Write out all of the entries exactly, please.

[[ Data supplied, beginning ]]

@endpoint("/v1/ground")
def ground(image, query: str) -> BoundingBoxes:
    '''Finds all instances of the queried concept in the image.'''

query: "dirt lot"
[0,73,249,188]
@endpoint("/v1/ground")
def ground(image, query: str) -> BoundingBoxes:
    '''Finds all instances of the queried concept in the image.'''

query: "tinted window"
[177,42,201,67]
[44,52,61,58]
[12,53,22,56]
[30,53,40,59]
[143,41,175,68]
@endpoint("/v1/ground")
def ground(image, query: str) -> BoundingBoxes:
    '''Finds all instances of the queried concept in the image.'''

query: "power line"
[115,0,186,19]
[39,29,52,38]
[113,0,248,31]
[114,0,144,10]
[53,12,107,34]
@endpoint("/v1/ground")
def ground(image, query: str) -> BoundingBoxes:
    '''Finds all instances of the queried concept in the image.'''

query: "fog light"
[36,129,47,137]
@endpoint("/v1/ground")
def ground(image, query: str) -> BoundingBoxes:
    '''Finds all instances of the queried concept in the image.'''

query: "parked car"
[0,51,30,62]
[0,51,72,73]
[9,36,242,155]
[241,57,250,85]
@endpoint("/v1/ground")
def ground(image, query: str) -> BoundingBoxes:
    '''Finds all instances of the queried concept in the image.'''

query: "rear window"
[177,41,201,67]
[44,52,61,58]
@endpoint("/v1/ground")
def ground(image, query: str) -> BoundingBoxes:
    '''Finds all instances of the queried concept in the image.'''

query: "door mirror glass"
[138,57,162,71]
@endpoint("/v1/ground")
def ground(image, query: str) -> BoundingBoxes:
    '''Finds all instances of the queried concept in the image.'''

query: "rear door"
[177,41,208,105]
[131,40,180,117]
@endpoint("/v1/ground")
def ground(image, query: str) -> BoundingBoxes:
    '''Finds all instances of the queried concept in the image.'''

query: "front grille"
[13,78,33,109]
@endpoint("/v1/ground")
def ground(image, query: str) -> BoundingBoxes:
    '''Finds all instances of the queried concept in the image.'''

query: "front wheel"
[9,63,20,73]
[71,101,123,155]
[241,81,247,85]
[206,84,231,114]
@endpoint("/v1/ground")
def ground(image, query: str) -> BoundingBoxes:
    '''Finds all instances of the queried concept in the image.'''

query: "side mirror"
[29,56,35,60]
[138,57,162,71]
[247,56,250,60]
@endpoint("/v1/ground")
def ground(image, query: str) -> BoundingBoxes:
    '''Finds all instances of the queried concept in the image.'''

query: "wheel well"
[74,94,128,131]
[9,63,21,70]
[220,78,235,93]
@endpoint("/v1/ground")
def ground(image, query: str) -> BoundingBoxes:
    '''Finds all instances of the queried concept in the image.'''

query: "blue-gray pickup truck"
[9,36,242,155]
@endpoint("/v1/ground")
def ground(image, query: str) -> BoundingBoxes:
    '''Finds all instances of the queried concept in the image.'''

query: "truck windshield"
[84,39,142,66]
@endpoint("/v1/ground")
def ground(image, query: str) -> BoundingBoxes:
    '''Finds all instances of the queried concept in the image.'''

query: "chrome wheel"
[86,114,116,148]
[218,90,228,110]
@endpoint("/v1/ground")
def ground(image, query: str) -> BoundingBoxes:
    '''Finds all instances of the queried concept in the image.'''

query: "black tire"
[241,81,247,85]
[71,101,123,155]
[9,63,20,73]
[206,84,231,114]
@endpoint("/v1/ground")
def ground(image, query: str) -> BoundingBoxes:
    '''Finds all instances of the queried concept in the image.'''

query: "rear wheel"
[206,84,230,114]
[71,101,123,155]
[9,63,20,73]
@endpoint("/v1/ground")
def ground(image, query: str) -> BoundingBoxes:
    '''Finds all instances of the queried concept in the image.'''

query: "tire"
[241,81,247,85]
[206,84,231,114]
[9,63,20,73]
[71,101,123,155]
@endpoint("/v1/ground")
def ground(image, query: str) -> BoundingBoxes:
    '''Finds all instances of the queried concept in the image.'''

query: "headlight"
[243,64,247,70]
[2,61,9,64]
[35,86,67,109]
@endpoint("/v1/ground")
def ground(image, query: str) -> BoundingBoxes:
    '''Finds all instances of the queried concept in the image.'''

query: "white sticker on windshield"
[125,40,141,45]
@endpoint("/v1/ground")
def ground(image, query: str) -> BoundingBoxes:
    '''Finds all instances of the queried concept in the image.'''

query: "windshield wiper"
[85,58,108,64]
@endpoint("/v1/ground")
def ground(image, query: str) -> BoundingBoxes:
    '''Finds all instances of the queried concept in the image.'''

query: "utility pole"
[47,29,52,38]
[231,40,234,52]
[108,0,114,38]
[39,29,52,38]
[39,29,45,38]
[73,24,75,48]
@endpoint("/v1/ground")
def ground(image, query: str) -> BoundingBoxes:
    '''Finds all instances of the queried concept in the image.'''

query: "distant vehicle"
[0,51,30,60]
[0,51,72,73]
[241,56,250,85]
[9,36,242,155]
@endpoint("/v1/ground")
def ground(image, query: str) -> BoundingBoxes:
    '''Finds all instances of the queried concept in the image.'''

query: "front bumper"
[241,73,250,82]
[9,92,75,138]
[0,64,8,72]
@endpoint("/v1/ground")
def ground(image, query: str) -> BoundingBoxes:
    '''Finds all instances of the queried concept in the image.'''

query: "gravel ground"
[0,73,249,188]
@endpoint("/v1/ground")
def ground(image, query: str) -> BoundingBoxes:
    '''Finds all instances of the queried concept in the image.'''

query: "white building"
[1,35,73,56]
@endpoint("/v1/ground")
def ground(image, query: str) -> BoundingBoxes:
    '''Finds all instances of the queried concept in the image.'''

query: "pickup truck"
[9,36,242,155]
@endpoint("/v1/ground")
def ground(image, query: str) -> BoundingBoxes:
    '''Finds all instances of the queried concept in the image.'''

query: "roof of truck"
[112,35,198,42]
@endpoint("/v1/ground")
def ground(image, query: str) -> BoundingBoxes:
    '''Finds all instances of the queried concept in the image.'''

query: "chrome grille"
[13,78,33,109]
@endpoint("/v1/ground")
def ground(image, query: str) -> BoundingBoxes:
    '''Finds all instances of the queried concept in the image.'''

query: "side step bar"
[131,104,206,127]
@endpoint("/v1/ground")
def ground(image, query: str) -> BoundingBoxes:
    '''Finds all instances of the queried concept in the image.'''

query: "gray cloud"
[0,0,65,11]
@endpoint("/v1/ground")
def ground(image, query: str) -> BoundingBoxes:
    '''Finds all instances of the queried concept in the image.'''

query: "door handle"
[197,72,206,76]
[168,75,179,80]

[[ Data supplied, end ]]

• _Answer to this problem_:
@endpoint("/v1/ground")
def ground(image, query: str) -> BoundingBoxes:
    '''Finds all instances of the queried concept in the image.'''

query: "dirt lot"
[0,73,249,188]
@endpoint("/v1/ground")
def ground(image, query: str) -> BoundingBoxes:
    '''Finds all instances of the queried concept in the image.'''

query: "tinted window"
[177,42,201,67]
[44,52,61,58]
[12,53,22,56]
[30,53,40,59]
[143,41,175,68]
@endpoint("/v1/ground")
def ground(image, query: str) -> BoundingBoxes:
    '''Finds all instances of the queried concept in the image.'''

query: "power line"
[115,0,186,19]
[39,29,52,38]
[113,0,248,31]
[114,0,144,10]
[53,12,107,34]
@endpoint("/v1/ground")
def ground(image, query: str) -> BoundingBoxes:
    '''Finds all instances of the queried concept in the image.'''

query: "fog light"
[36,129,47,137]
@endpoint("/v1/ground")
def ground(image, query: str) -> BoundingBoxes:
    '''Finds all instances of the queried concept in the image.'''

query: "parked car"
[0,51,30,62]
[0,51,72,73]
[9,36,242,155]
[241,57,250,85]
@endpoint("/v1/ground")
def ground(image, query: str) -> BoundingBoxes:
    '''Finds all instances of the queried concept in the image.'''

query: "rear window"
[177,41,201,67]
[44,52,61,58]
@endpoint("/v1/ground")
def ground(image, query: str) -> BoundingBoxes:
    '''Finds all instances of the queried concept in the image.'''

query: "door mirror glass"
[138,57,162,71]
@endpoint("/v1/ground")
def ground(image, query: str) -> BoundingBoxes:
    '''Finds all instances of the queried concept in the image.'''

query: "rear door"
[177,41,208,105]
[131,40,180,117]
@endpoint("/v1/ground")
def ground(image, query: str) -> BoundingBoxes:
    '''Finds all instances of the queried concept in the image.'''

query: "front grille"
[13,78,33,109]
@endpoint("/v1/ground")
def ground(image, query: str) -> BoundingBoxes:
    '''Finds all instances of the queried concept in the image.'''

query: "front wheel"
[9,63,20,73]
[71,101,123,155]
[241,81,247,85]
[206,84,231,114]
@endpoint("/v1/ground")
def ground(image, query: str) -> BoundingBoxes:
    '''Finds all instances of the queried concept in the image.'''

query: "side mirror"
[29,56,35,60]
[138,57,162,71]
[247,56,250,60]
@endpoint("/v1/ground")
def ground(image, query: str) -> BoundingBoxes:
    '''Finds all instances of the queried concept in the image.'''

query: "wheel well"
[74,94,128,131]
[9,63,21,70]
[220,78,235,93]
@endpoint("/v1/ground")
def ground(image, query: str) -> BoundingBoxes:
    '''Finds all instances of the queried concept in the image.'''

query: "blue-gray pickup truck"
[9,36,242,155]
@endpoint("/v1/ground")
def ground(image, query: str) -> BoundingBoxes:
    '''Finds all instances of the queried concept in the image.'''

query: "truck windshield"
[84,39,142,66]
@endpoint("/v1/ground")
def ground(image, query: str) -> BoundingBoxes:
    '''Finds all instances of the queried concept in the image.'''

query: "chrome wheel"
[86,114,116,148]
[218,90,228,110]
@endpoint("/v1/ground")
def ground(image, query: str) -> BoundingBoxes:
    '''Finds all instances of the queried concept in the image.'''

query: "black tire"
[241,81,247,85]
[71,101,123,155]
[9,63,20,73]
[206,84,231,114]
@endpoint("/v1/ground")
def ground(image, query: str) -> BoundingBoxes:
    '''Finds all instances of the queried concept in the image.'''

query: "rear wheel"
[206,84,230,114]
[71,101,123,155]
[9,63,20,73]
@endpoint("/v1/ground")
def ground(image, query: str) -> BoundingBoxes:
    '''Finds all instances of the queried concept in the image.'''

query: "tire"
[241,81,247,85]
[206,84,231,114]
[9,63,20,73]
[71,101,123,155]
@endpoint("/v1/ground")
def ground(image, query: str) -> BoundingBoxes:
    '''Finds all instances of the queried concept in the image.'''

query: "headlight"
[243,64,247,70]
[2,61,9,64]
[35,86,67,109]
@endpoint("/v1/ground")
def ground(image, query: str) -> BoundingBoxes:
    '''Finds all instances of the queried concept in the image.'''

query: "white sticker on windshield"
[125,40,141,45]
@endpoint("/v1/ground")
def ground(image, query: str) -> BoundingBoxes:
    '''Finds all instances of the queried concept in the image.'''

query: "windshield wiper"
[85,58,108,64]
@endpoint("/v1/ground")
def ground(image, query: str) -> BoundingBoxes:
    '''Finds all instances of the queried concept in the image.'''

query: "utility pole"
[47,29,52,38]
[231,40,234,52]
[108,0,114,38]
[39,29,52,38]
[39,29,45,38]
[73,24,75,48]
@endpoint("/v1/ground")
def ground(image, query: str) -> BoundingBoxes:
    '''Finds all instances of the queried concept in the image.'''

query: "distant vehicle"
[0,51,30,60]
[0,51,72,73]
[241,56,250,85]
[9,36,242,155]
@endpoint("/v1/ground")
def ground(image, query: str) -> BoundingBoxes:
    '''Finds all instances of the queried concept in the image.'''

query: "front bumper"
[241,73,250,82]
[9,92,75,138]
[0,64,8,72]
@endpoint("/v1/ground")
def ground(image, query: str) -> BoundingBoxes:
    '''Finds all instances of the queried concept in the image.'''

query: "gravel ground"
[0,73,249,188]
@endpoint("/v1/ground")
def ground(image, query: str) -> BoundingBoxes:
    '''Finds all instances of the queried concept in the image.'''

query: "white building"
[1,35,73,56]
@endpoint("/v1/ground")
def ground(image, query: str) -> BoundingBoxes:
    '''Finds all instances of the queried concept in the image.'''

query: "pickup truck"
[9,36,242,155]
@endpoint("/v1/ground")
def ground(image, query: str) -> BoundingBoxes:
    '''Finds all instances of the queried concept in the image.'''

query: "roof of truck"
[112,35,198,42]
@endpoint("/v1/ground")
def ground(image, query: str) -> BoundingBoxes:
    '''Finds all instances of the queried concept in the image.'''

query: "chrome grille"
[13,78,33,109]
@endpoint("/v1/ground")
def ground(image, query: str) -> BoundingBoxes:
    '''Finds all instances of the queried concept in the image.'''

query: "side step bar"
[131,104,206,127]
@endpoint("/v1/ground")
def ground(image, query: str) -> BoundingBoxes:
    '''Finds all instances of the queried concept in the image.'''

query: "gray cloud"
[0,0,65,11]
@endpoint("/v1/ground")
def ground(image, query: str) -> BoundingBoxes:
    '''Finds all instances of the queried concept in the image.'''

query: "door handle"
[197,72,206,76]
[168,75,179,80]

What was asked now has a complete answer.